### REQUIRED TASK
Lay out as a numbered list the part of the listing that opens with the line containing "Detect soccer ball." and closes with the line containing "[636,644,667,692]", both lines included. Give only those lines, one per item, and omit any blank lines.

Excerpts of bounding box data

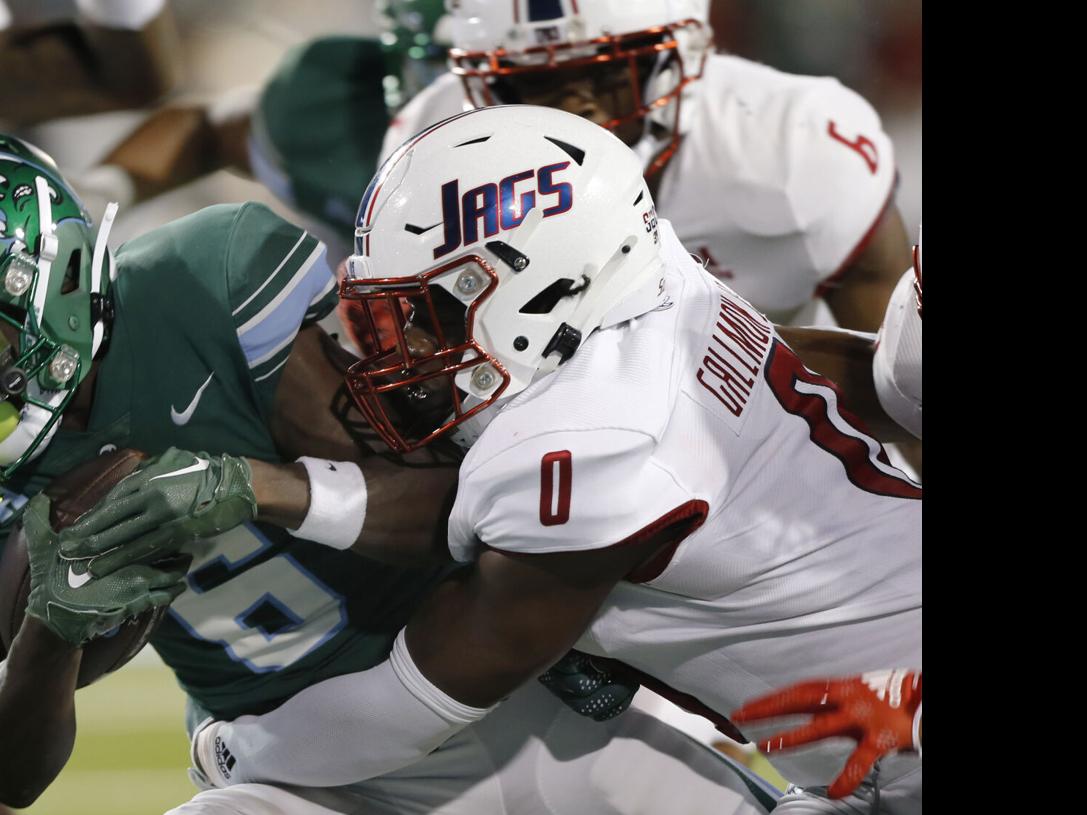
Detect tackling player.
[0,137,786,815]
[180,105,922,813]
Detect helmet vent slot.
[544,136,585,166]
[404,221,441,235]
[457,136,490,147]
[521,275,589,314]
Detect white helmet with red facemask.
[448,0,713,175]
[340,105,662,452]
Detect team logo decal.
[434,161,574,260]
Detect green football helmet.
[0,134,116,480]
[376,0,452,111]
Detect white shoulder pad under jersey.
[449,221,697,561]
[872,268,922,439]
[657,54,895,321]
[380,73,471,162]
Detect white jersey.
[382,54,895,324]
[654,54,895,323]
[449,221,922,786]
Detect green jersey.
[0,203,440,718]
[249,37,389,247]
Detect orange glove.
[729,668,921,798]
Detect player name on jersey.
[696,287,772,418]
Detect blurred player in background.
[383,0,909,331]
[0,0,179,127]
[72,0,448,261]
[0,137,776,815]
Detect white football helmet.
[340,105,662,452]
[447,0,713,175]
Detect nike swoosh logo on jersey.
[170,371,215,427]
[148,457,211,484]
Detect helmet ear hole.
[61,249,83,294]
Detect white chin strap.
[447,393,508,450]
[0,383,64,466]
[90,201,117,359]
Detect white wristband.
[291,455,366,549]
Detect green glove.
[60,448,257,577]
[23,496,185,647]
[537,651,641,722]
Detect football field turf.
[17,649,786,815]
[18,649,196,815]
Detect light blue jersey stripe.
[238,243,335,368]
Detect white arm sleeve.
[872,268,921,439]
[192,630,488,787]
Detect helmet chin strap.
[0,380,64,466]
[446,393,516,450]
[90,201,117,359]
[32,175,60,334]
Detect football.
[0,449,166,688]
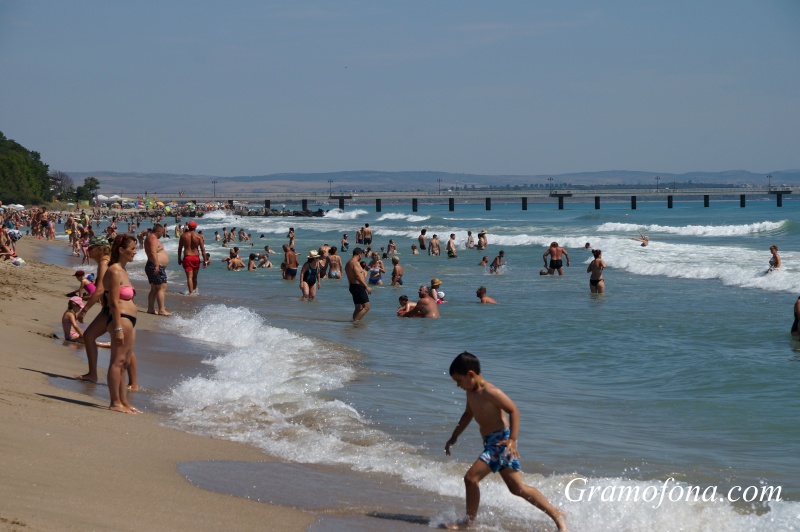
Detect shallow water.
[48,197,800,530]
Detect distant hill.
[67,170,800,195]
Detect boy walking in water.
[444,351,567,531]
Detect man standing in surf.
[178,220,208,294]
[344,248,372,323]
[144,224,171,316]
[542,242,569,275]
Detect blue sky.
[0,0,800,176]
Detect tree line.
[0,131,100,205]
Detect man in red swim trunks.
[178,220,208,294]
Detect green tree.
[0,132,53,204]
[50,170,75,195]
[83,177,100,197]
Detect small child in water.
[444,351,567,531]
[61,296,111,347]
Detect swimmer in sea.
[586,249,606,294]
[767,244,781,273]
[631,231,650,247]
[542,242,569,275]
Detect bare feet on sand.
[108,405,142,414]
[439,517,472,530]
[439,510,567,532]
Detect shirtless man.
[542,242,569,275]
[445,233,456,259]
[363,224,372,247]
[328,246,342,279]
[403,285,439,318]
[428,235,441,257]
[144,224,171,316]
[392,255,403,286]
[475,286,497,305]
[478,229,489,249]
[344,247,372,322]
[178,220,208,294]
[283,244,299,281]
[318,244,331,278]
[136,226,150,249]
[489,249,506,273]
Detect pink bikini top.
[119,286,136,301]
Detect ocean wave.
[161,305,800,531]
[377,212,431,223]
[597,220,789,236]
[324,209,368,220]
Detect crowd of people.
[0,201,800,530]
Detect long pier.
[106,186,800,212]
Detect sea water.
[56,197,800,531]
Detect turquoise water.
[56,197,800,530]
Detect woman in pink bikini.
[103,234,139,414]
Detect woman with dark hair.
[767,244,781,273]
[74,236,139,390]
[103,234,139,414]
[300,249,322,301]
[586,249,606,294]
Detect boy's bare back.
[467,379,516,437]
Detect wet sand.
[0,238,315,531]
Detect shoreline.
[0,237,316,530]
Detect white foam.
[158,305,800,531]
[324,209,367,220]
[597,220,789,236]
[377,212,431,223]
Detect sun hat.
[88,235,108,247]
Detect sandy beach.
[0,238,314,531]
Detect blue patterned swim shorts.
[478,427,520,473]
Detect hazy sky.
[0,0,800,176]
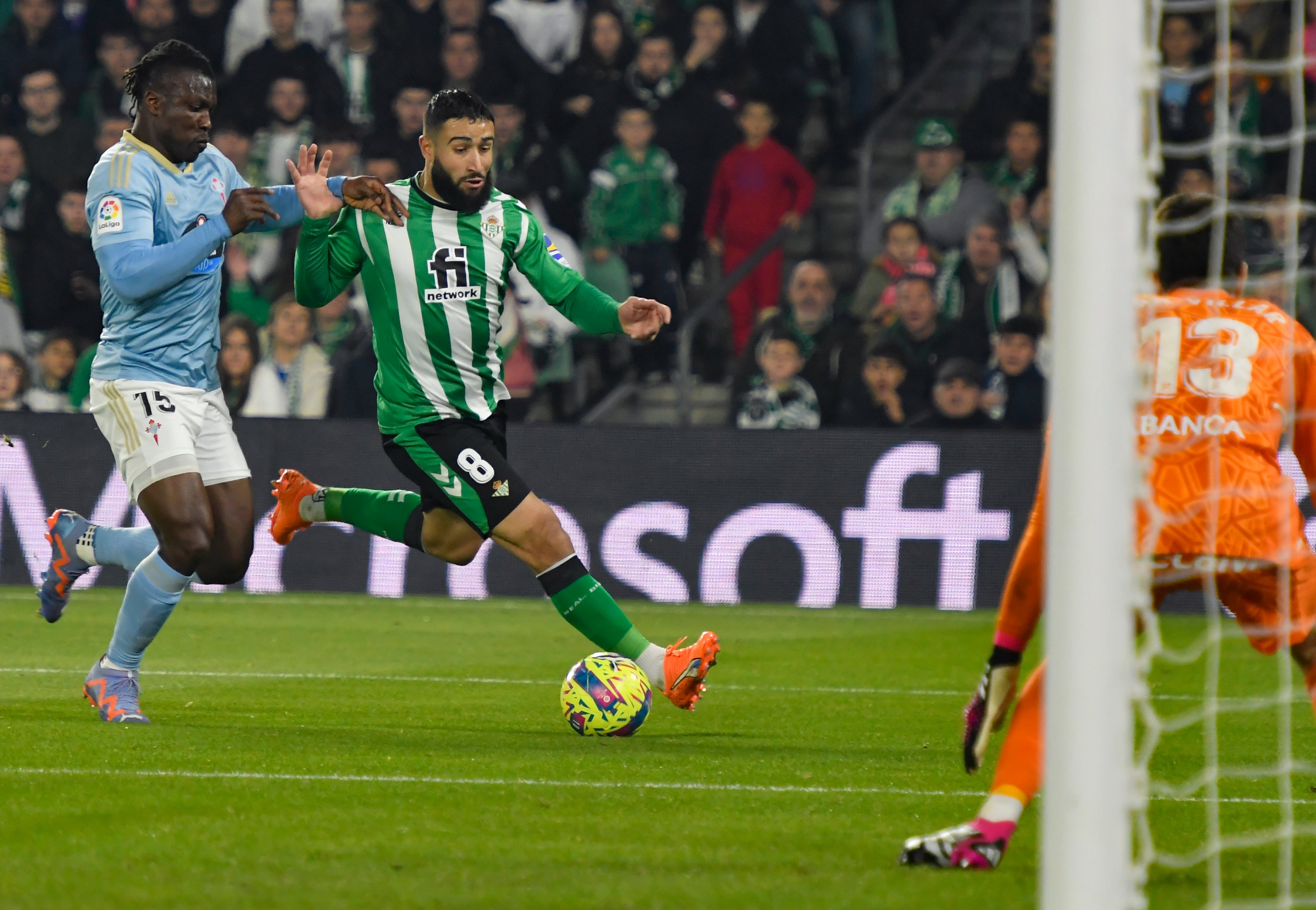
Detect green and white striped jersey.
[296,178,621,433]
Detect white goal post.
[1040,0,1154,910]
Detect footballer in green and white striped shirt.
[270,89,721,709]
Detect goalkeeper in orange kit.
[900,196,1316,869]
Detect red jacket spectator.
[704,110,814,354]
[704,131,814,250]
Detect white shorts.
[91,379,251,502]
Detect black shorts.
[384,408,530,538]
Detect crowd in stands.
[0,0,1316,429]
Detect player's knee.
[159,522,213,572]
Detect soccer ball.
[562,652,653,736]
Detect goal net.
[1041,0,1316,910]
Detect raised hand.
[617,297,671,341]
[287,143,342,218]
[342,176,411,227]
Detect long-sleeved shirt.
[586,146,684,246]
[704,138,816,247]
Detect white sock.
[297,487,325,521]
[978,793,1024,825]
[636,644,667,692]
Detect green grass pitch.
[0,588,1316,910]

--

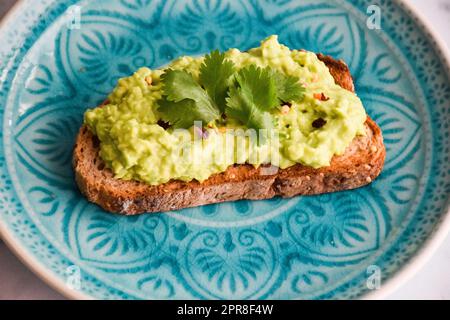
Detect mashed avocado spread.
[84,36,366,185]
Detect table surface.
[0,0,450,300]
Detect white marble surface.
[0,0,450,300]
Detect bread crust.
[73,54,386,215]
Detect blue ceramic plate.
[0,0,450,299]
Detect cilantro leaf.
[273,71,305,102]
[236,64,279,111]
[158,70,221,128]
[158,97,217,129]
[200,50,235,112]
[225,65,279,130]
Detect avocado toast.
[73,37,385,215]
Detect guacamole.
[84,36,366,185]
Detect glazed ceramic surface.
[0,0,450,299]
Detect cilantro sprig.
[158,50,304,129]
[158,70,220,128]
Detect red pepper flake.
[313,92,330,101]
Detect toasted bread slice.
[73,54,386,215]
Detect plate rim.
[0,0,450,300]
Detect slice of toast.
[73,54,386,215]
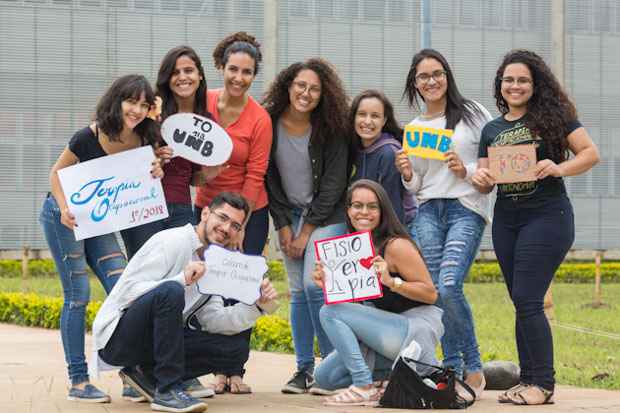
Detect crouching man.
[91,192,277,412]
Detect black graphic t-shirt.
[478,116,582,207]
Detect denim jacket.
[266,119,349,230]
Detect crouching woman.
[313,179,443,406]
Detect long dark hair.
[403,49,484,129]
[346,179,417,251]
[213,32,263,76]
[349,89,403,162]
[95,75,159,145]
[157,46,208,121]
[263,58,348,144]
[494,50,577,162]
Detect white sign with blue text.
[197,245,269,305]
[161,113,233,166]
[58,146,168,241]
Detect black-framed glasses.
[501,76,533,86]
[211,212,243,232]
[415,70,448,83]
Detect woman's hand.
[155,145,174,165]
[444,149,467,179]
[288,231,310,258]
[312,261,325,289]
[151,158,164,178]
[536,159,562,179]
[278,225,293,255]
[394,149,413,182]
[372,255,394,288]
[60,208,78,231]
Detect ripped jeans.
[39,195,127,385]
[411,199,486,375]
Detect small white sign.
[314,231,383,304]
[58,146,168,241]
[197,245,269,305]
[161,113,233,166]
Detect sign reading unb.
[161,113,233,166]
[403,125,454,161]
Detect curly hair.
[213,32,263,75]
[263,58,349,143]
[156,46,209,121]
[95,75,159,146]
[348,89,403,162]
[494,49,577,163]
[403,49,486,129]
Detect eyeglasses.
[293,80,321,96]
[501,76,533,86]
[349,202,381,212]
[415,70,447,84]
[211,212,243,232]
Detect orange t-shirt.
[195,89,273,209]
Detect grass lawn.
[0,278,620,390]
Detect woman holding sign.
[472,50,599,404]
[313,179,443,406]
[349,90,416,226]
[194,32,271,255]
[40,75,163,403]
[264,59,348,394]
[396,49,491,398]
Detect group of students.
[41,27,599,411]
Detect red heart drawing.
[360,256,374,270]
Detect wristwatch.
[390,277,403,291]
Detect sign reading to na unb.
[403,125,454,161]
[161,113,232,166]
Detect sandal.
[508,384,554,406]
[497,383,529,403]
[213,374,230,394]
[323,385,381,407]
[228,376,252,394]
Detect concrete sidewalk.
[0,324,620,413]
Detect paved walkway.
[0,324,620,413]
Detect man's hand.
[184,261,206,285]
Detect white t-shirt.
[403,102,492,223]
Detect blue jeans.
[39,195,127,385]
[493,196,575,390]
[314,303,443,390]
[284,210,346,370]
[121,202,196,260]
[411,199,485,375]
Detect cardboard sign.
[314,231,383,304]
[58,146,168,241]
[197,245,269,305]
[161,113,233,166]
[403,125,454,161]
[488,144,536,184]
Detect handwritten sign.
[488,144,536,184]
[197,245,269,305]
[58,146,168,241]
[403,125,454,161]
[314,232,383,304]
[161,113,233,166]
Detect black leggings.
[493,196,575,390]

### RESULT OF THE EXERCISE
1. Detect soccer ball.
2. [562,652,653,736]
3. Detect goal net.
4. [1041,0,1316,910]
5. Detect raised hand.
6. [617,297,671,341]
7. [287,143,342,218]
8. [342,176,411,227]
9. Detect long-sleeved shirt.
10. [586,146,684,246]
11. [704,138,816,247]
12. Detect white sock.
13. [297,487,325,521]
14. [978,793,1024,825]
15. [636,644,667,692]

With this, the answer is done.